[Provided text]

We emailed some questions to Mr. Sawhney about his role models, family-business balance and the new ecosystem. Here are his answers:

INDIA New England News: Has the business environment in the US and the world changed in respect to venture capital and entrepreneurship?

Amar Sawhney: Yes and no. There is more capital available for innovation than ever before. However, in medical devices, things have gotten harder than they were, say 10 years ago. Some of this has to do with the success that biotech is enjoying, which as redirected capital away from medtech.

On the whole though, the US continues to be a wonderful place to innovate. Another interesting development is that other countries are also catching on to the innovation ecosystem and India, China, Israel, and some Latin American countries have seen a boom in entrepreneurship in last 10 years.

INE: What is next for you—say the next 10 years? What do you plan to do?

AS: I will continue to try to solve unmet medical needs. I see a lot that still remains to be done. However, unlike what I did for the past 20 plus years, I will now mentor and support other entrepreneurs in this process and take a less direct hands on role. It is about being scalable. If I am fully immersed in day to day operational issues for one company, it is not easy to play a broader role in the innovation ecosystem.

I also plan go wider in topics that may interest me. There are some amazing new fields developing in biotech, and the only way to get involved in these is to leave some empty space in my life. I also am looking forward to continuing being present for my family in a meaningful fashion and exploring what social and charitable causes our family would like to become more deeply involved in.

INE: If you had to pick one role model, who would that person be and why?

AS: I don’t have role models in the conventional sense, as I feel almost everyone around me, I can learn something from. So, confining myself to a single individual would be narrowing. That being said, I am very amazed by how Desh Deshpande has been able to have such a major impact in the scientific and social realms, yet remaining approachable and humble. He is an awesome person to learn from.

[/Provided text]
[Recorded data]

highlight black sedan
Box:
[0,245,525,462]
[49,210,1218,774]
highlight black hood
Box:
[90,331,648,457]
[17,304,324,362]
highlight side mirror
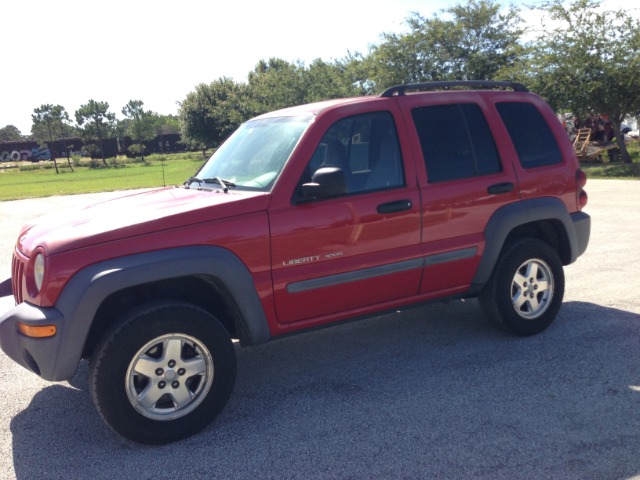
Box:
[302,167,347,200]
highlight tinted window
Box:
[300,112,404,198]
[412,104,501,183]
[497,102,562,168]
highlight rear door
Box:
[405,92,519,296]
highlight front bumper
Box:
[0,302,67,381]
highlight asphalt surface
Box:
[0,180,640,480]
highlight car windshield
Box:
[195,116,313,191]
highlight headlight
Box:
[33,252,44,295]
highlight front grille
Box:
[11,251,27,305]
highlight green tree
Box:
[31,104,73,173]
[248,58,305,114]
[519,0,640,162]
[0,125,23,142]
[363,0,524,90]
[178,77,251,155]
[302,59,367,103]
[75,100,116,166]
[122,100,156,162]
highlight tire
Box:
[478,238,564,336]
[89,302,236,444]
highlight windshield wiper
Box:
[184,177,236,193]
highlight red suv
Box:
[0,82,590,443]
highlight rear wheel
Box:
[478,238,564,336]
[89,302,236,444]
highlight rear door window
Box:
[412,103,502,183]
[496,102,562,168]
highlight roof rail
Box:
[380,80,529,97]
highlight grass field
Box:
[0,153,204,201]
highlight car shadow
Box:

[/Recorded data]

→ Required action 1
Answer these questions about the Sawhney interview:
(a) According to Sawhney, the success of which field has redirected capital away from medtech?
(b) Which countries does he list as having seen a boom in entrepreneurship in the last 10 years?
(c) Whose impact in the scientific and social realms amazes him?
→ Required action 2
Please resume the Sawhney interview with the text that follows its final sentence.
The entries were taken from a separate source.

→ Response box 1
(a) Biotech.
(b) India, China, Israel, and some Latin American countries.
(c) Desh Deshpande's.

→ Response box 2
INE: How did you balance family and business? Does one need to sacrifice for another?

AS: I try to have a clear understanding of priorities and their relative nature. At sometimes, one’s duty is towards business and at other times it is clearly towards family. I don’t think in terms of absolutes. As each situation presents itself, I make a decision as to what to prioritize. It’s not perfect and I do make mistakes, which I try to learn from and modify my behavior when the next conflict of personal vs professional life presents itself.

INE: What are a few things you will do differently today in business?

AS: Going forward, I am going to try to focus on larger unmet needs vs getting pulled in multiple different directions by a range of smaller efforts. The risk of trying to be involved in too many things is that one gets fragmented and diffuse in impact. So, I will need to say “no” to many things going forward. I will also look less towards venture capitalists for financing my companies, beyond the few selective groups we have worked with. Finally, I will try to be prospective rather than reactive in picking what to work on next.  This is the hardest thing to do, given the large number of incoming requests and ideas to get involved with, I would like to be thoughtful about what the real needs are and not just be pulled into things.

INE: Do you have any idea about how many jobs you have created through all your companies?

AS: It is hard to say, but the number definitely is in the several thousands…. As these companies grow up and get acquired or merge or go public, it is hard to keep an accurate count.